GIVEN TASK A
Reproduce the entry that follows the awk notes line for line and word for word, omitting the picture.

═════ TEXT

This HN post got me to brush up my awk beyond the basic {print $2,$3} to extract fields from csv-like files. Here are some of my notes from The AWK Programming Language by Alfred Aho, Peter Weinberger and Brian Kernighan.

  • sequence of pattern-action statements pattern { action }
  • 2 types of data: numbers and strings.
  • fields in current input line: $1, $2$0 is the entire line.

══════════
═════ RECORDS FOR THIS TASK

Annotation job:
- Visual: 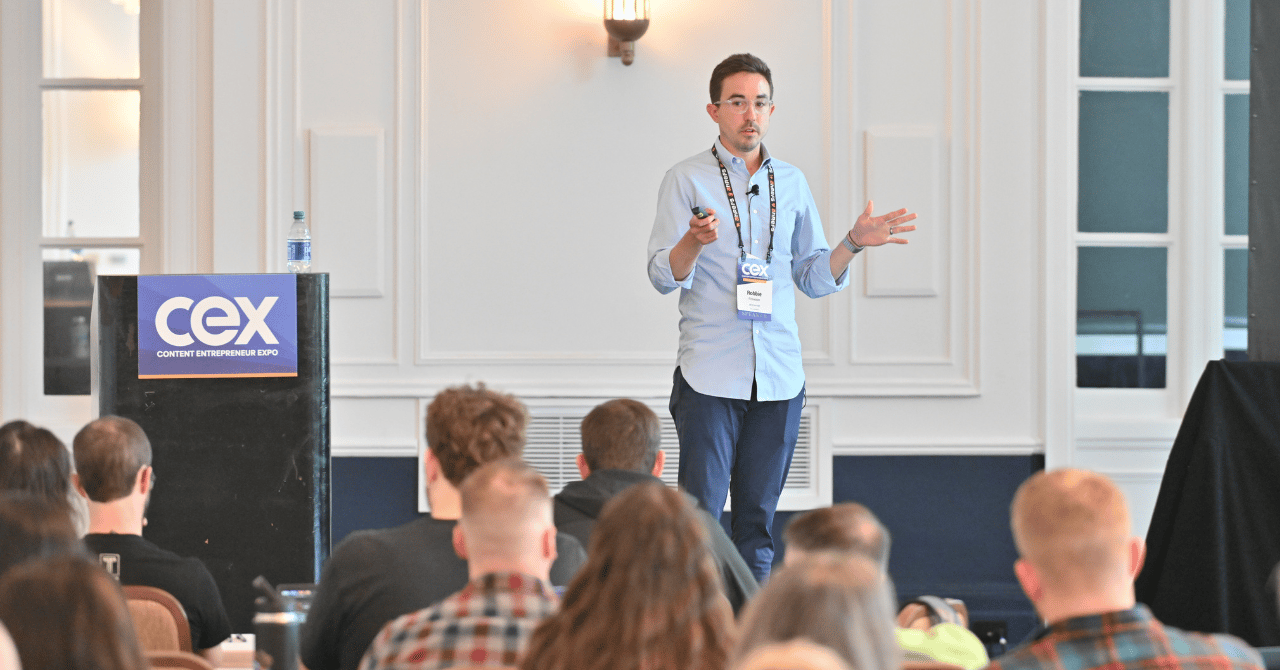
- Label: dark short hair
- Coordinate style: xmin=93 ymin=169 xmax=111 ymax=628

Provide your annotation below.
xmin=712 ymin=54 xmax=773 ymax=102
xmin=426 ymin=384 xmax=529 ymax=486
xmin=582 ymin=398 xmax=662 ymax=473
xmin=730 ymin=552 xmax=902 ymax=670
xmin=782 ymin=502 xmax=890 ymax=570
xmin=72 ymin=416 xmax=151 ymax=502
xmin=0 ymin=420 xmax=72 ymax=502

══════════

GIVEN TASK B
Using the awk notes, decide whether each statement holds. Answer yes or no for each and quote the words that settle it.
(i) Awk has three types of data.
(ii) $0 stands for the entire input line.
(iii) The notes are drawn from a book by Alfred Aho, Peter Weinberger and Brian Kernighan.

TASK ANSWER A
Annotation job:
- Visual: 
- Label: dark short hair
- Coordinate style: xmin=93 ymin=169 xmax=111 ymax=628

Provide your annotation below.
xmin=712 ymin=54 xmax=773 ymax=102
xmin=426 ymin=384 xmax=529 ymax=486
xmin=582 ymin=398 xmax=662 ymax=473
xmin=730 ymin=552 xmax=902 ymax=670
xmin=782 ymin=502 xmax=890 ymax=570
xmin=72 ymin=416 xmax=151 ymax=502
xmin=0 ymin=420 xmax=72 ymax=502

TASK ANSWER B
(i) No: "2 types of data: numbers and strings."
(ii) Yes: "$0 is the entire line."
(iii) Yes: "The AWK Programming Language by Alfred Aho, Peter Weinberger and Brian Kernighan."